Task details: Would you copy only the lines below, beginning with the one that contains "Expected: one point per instance of the manhole" and running through the last entry line?

(Excerpts from a dataset)
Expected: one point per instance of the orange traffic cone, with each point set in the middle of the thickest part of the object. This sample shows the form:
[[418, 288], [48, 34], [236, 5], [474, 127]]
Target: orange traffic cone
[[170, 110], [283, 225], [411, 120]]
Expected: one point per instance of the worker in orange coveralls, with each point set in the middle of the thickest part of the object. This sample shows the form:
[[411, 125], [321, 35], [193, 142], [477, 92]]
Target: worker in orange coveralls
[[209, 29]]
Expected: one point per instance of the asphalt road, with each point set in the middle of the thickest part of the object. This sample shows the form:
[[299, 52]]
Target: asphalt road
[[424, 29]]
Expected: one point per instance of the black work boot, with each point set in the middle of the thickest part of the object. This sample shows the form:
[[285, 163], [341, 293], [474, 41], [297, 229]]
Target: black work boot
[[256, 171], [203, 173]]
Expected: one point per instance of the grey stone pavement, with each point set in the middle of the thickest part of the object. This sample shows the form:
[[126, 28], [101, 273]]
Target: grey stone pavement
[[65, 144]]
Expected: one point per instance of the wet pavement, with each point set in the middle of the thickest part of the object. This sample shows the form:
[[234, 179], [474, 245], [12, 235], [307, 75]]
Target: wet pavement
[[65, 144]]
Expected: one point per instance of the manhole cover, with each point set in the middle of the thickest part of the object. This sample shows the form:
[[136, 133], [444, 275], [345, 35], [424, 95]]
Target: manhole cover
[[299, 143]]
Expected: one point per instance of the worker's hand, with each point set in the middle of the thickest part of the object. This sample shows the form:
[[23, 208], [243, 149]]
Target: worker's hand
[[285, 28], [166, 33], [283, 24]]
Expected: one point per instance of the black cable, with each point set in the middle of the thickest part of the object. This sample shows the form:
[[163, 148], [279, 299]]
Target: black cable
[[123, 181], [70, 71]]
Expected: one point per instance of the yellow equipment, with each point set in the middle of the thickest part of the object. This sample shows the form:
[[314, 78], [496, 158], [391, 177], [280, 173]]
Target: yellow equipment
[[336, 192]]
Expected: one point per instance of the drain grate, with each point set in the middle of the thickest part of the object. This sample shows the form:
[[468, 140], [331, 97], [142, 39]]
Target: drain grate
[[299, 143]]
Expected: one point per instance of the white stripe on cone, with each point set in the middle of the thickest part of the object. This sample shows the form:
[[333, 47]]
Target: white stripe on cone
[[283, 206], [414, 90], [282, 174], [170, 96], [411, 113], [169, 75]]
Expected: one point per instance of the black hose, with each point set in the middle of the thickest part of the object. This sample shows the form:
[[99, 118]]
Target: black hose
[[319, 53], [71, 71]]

Exercise result:
Expected: one point per instance of the manhole cover, with each point set in the middle of the thickest part of the object. This sample shows the form:
[[136, 133], [444, 275], [345, 35], [424, 95]]
Target: manhole cover
[[299, 143]]
Expected: one point per instance of the worker's hand, with each point set in the middle of the thickest part of the object. This sample shows the form:
[[23, 208], [243, 149]]
Target: worker's hand
[[285, 28], [166, 33], [283, 24]]
Expected: one point per instance of the black cable, with each point set in the middle of the thickest part of the object. This sample shows the form:
[[163, 148], [279, 299]]
Target: black cable
[[123, 181], [70, 71]]
Expected: one point per instance of the yellow equipment, with each point set in the middle of the thickest part of the object. This sample shows the form:
[[314, 78], [496, 158], [391, 177], [280, 173]]
Target: yellow equipment
[[336, 192]]
Expected: one point per instance of the drain grate, with each point set in the middle of the thickest part of the object. This sample shows the form:
[[468, 140], [331, 97], [142, 39]]
Target: drain grate
[[299, 143]]
Expected: one point per instance of the white stripe on cone, with each point set in the middle of the thickest part of the object. This sample shows the form:
[[333, 47]]
Target: white stripe on cone
[[283, 206], [414, 90], [282, 174], [170, 96], [411, 113], [169, 75]]
Expected: one point per instance of the black hose, with each point set in the middle of the thickest part of the object. This sample shows the form:
[[99, 118]]
Target: black hose
[[319, 53], [71, 71]]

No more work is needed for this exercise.